Exercise goal.
Return each row below that contains the word "temple", copied without changes.

## Begin Material for this task

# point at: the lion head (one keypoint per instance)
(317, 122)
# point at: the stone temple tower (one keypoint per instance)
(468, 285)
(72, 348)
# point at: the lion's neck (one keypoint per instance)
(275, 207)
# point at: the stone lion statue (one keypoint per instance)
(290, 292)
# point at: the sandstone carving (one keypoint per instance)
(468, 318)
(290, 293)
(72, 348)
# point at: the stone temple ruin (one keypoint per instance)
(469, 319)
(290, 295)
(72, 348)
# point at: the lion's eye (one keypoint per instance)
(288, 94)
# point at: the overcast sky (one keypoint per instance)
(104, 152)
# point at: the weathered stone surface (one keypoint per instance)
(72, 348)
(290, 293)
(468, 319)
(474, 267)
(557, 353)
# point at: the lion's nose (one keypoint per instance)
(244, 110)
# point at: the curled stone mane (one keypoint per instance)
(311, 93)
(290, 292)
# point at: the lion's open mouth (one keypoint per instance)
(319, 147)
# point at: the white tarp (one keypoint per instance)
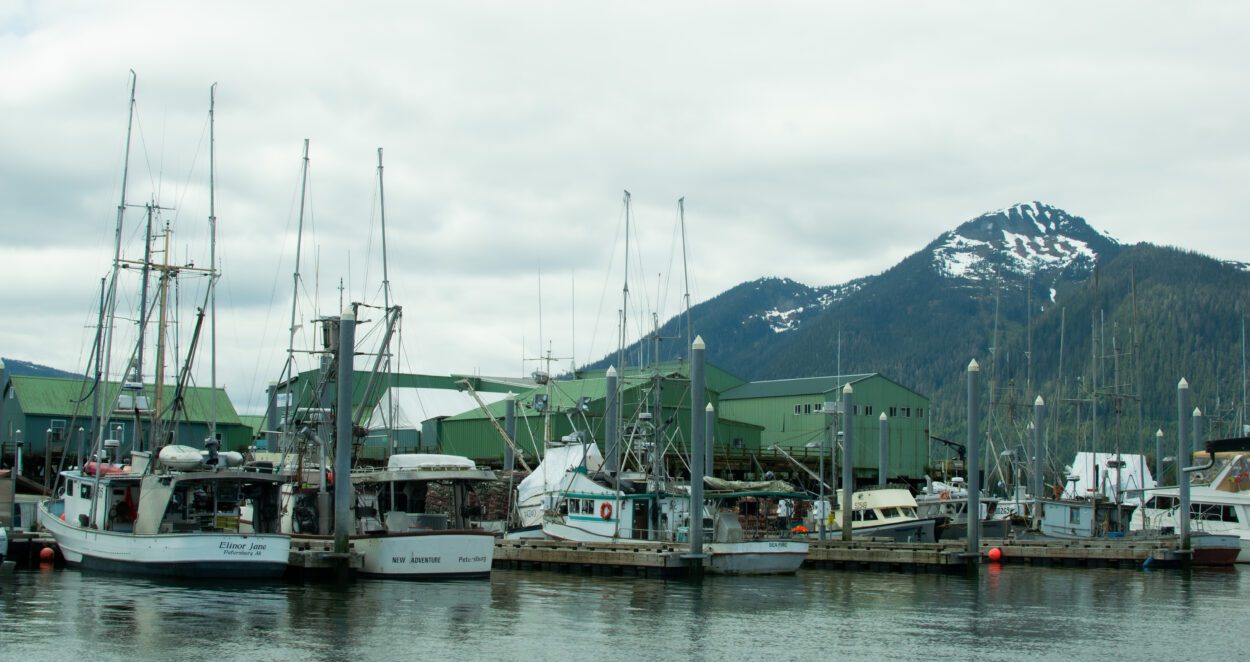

## End Material for this task

Answer to this exercise.
# point at: the stone temple tower (one keypoint per instance)
# point at: the stone temple ruin (one keypoint per instance)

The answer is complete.